YOUR OBJECTIVE
Your task is to repeat the listing exactly.

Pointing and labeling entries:
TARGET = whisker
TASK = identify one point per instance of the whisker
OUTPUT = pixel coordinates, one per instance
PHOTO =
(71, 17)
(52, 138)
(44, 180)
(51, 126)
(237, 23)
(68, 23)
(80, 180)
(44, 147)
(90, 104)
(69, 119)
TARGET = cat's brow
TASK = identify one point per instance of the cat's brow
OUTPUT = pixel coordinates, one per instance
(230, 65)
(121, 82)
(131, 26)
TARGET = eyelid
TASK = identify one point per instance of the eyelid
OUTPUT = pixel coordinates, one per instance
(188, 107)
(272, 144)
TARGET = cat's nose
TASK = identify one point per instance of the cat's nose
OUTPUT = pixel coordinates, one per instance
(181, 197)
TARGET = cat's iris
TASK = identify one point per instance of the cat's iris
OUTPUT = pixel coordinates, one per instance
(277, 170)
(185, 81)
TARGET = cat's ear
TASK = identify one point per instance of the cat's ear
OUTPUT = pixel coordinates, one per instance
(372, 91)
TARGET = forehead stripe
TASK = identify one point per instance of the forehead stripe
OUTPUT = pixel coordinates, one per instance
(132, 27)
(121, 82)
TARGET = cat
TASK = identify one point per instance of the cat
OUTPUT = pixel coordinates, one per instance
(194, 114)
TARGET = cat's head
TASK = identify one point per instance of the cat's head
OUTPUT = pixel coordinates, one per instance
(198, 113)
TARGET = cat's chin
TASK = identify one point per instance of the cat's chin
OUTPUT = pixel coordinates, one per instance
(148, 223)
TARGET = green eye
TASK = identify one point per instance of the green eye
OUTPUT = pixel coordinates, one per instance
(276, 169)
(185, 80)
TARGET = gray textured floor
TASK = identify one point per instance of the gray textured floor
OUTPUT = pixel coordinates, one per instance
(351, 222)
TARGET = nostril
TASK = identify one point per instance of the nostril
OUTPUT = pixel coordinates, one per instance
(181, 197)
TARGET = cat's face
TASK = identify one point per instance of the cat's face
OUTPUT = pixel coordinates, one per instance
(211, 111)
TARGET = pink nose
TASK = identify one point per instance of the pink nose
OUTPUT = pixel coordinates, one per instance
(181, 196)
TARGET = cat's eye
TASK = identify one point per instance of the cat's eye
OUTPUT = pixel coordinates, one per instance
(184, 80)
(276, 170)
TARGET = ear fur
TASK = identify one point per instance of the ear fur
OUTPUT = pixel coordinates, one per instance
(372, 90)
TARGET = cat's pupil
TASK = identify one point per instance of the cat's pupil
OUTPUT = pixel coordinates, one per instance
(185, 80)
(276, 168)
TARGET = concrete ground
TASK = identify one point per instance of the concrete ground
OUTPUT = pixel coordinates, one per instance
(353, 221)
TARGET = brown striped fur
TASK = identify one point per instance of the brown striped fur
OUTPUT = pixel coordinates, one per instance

OUTPUT OF THE TASK
TARGET = whisker
TASK = identify one point per instance of the whisker
OUTPUT = pixel coordinates, one per instance
PHOTO =
(71, 17)
(52, 138)
(44, 180)
(51, 126)
(237, 23)
(68, 23)
(80, 180)
(44, 147)
(90, 104)
(69, 119)
TARGET = cat's brow
TASK = identify one point per instance of the cat's brow
OUTPUT = pixel coordinates, one per instance
(230, 65)
(121, 82)
(131, 26)
TARGET = eyelid
TASK = identify one point per instance of the eyelid
OUTPUT = pixel coordinates, one per instance
(188, 107)
(272, 144)
TARGET = cat's nose
TASK = identify one point per instance of the cat's nose
OUTPUT = pixel coordinates, one per instance
(181, 197)
TARGET = cat's iris
TASK = identify one point per instance of the cat's iris
OUTPUT = pixel coordinates, one per instance
(277, 170)
(185, 81)
TARGET = cat's ear
TASK = identify one point per instance of the cat's ear
OUTPUT = pixel coordinates, one per instance
(372, 91)
TARGET = forehead stripe
TASK = identify one point per instance of the forehead stripe
OUTPUT = pixel coordinates, one per instance
(132, 27)
(121, 82)
TARGET = cat
TASK = identify one point per instance of the cat
OUTPUT = pixel coordinates, one per instance
(194, 114)
TARGET = cat's head
TASK = identify one point per instance of the cat's head
OUTPUT = pixel coordinates, one per instance
(198, 113)
TARGET = cat's chin
TASK = identify one point per instance of the cat's chin
OUTPUT = pixel coordinates, one per instance
(148, 223)
TARGET = green eye
TASK = identify one point per instance of the green eye
OUTPUT = pixel coordinates, one per instance
(276, 169)
(185, 80)
TARGET = gray textured floor
TASK = identify one point per instance of the gray textured floor
OUTPUT = pixel coordinates, one per instance
(351, 222)
TARGET = nostril
TASK = identify one point per instance of the nostril
OUTPUT = pixel coordinates, one per instance
(181, 197)
TARGET = cat's face
TASK = identify one point per instance of the cat's face
OUTPUT = pixel coordinates, one per instance
(211, 111)
TARGET = pink nose
TASK = identify one point per instance of the pink nose
OUTPUT = pixel coordinates, one per instance
(181, 196)
TARGET = cat's eye
TASK = identify one point per instance of the cat's eye
OUTPUT = pixel coordinates, one per instance
(184, 80)
(276, 170)
TARGET = ear fur
TASK = identify one point per instance of the ear fur
OUTPUT = pixel coordinates, one per instance
(372, 90)
TARGET = cat's pupil
TASK = identify one point per instance of the cat's pupil
OUTPUT = pixel coordinates, one per instance
(185, 80)
(276, 168)
TARGET = concrete ground
TASK = identify one point per instance of the concrete ground
OUTPUT = pixel coordinates, one per instance
(353, 221)
TARGET = brown striped fur
TASK = identify one point per instance of the brown striped fur
OUTPUT = pixel coordinates, one per instance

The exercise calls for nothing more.